*** Extracted material ***

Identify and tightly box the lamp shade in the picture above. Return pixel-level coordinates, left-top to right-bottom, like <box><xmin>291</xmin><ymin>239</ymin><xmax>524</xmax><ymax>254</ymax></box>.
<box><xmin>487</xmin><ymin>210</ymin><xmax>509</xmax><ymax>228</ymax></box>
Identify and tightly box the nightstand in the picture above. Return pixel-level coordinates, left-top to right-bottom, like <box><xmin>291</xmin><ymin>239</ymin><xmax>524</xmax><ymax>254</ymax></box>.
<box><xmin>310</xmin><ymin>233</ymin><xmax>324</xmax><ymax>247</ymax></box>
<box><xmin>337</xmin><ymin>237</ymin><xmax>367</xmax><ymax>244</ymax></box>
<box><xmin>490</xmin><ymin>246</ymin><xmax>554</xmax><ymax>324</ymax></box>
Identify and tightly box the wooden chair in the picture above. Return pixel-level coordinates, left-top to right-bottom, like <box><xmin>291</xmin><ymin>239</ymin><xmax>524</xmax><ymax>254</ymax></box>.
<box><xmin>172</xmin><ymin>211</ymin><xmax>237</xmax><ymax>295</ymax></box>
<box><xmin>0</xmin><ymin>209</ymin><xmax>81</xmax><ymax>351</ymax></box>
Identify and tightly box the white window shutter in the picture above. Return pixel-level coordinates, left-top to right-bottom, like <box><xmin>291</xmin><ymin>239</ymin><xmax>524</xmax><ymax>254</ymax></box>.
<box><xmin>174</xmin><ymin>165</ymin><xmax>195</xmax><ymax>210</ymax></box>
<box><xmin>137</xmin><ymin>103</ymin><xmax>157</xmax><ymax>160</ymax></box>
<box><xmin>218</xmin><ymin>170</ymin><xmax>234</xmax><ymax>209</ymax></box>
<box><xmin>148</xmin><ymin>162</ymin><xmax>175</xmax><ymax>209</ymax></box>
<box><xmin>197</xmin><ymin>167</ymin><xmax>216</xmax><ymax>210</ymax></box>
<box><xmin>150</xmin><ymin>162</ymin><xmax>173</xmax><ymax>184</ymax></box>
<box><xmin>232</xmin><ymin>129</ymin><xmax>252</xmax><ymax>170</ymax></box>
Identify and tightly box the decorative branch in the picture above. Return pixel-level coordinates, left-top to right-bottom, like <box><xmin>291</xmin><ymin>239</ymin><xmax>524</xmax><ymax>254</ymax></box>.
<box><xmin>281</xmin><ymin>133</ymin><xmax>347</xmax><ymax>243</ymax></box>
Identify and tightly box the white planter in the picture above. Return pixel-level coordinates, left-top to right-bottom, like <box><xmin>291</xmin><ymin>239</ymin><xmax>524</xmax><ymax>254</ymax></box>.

*** End of Extracted material ***

Work request -
Write out each entry again, character for character.

Exercise result -
Identify and tightly box the lamp shade in the picture above. Return pixel-level coordinates, left-top to right-bottom, like <box><xmin>291</xmin><ymin>239</ymin><xmax>524</xmax><ymax>254</ymax></box>.
<box><xmin>487</xmin><ymin>210</ymin><xmax>509</xmax><ymax>228</ymax></box>
Identify and tightly box the nightstand in the picture above. Return pixel-level coordinates, left-top to right-bottom, like <box><xmin>291</xmin><ymin>239</ymin><xmax>524</xmax><ymax>254</ymax></box>.
<box><xmin>310</xmin><ymin>233</ymin><xmax>324</xmax><ymax>247</ymax></box>
<box><xmin>337</xmin><ymin>237</ymin><xmax>367</xmax><ymax>244</ymax></box>
<box><xmin>490</xmin><ymin>246</ymin><xmax>554</xmax><ymax>324</ymax></box>
Identify and tightly box the wooden chair in the picture above. Return pixel-level coordinates, left-top to right-bottom, like <box><xmin>291</xmin><ymin>239</ymin><xmax>524</xmax><ymax>254</ymax></box>.
<box><xmin>172</xmin><ymin>211</ymin><xmax>237</xmax><ymax>295</ymax></box>
<box><xmin>0</xmin><ymin>209</ymin><xmax>81</xmax><ymax>351</ymax></box>
Identify and tightly box the white window shutter in the picture above. Return pixel-level coordinates, left-top to right-bottom, like <box><xmin>291</xmin><ymin>239</ymin><xmax>524</xmax><ymax>254</ymax></box>.
<box><xmin>174</xmin><ymin>165</ymin><xmax>195</xmax><ymax>210</ymax></box>
<box><xmin>137</xmin><ymin>103</ymin><xmax>157</xmax><ymax>160</ymax></box>
<box><xmin>218</xmin><ymin>170</ymin><xmax>234</xmax><ymax>209</ymax></box>
<box><xmin>148</xmin><ymin>162</ymin><xmax>175</xmax><ymax>209</ymax></box>
<box><xmin>197</xmin><ymin>167</ymin><xmax>216</xmax><ymax>210</ymax></box>
<box><xmin>150</xmin><ymin>162</ymin><xmax>173</xmax><ymax>184</ymax></box>
<box><xmin>232</xmin><ymin>129</ymin><xmax>252</xmax><ymax>170</ymax></box>
Identify and tightly box the decorative branch in the picture above. Return pixel-level coordinates, left-top to right-bottom, like <box><xmin>291</xmin><ymin>239</ymin><xmax>524</xmax><ymax>254</ymax></box>.
<box><xmin>281</xmin><ymin>133</ymin><xmax>347</xmax><ymax>243</ymax></box>
Identify and tightly box the white planter in the picture above. Return pixel-level coordinates, left-top to right-bottom, like <box><xmin>291</xmin><ymin>239</ymin><xmax>524</xmax><ymax>254</ymax></box>.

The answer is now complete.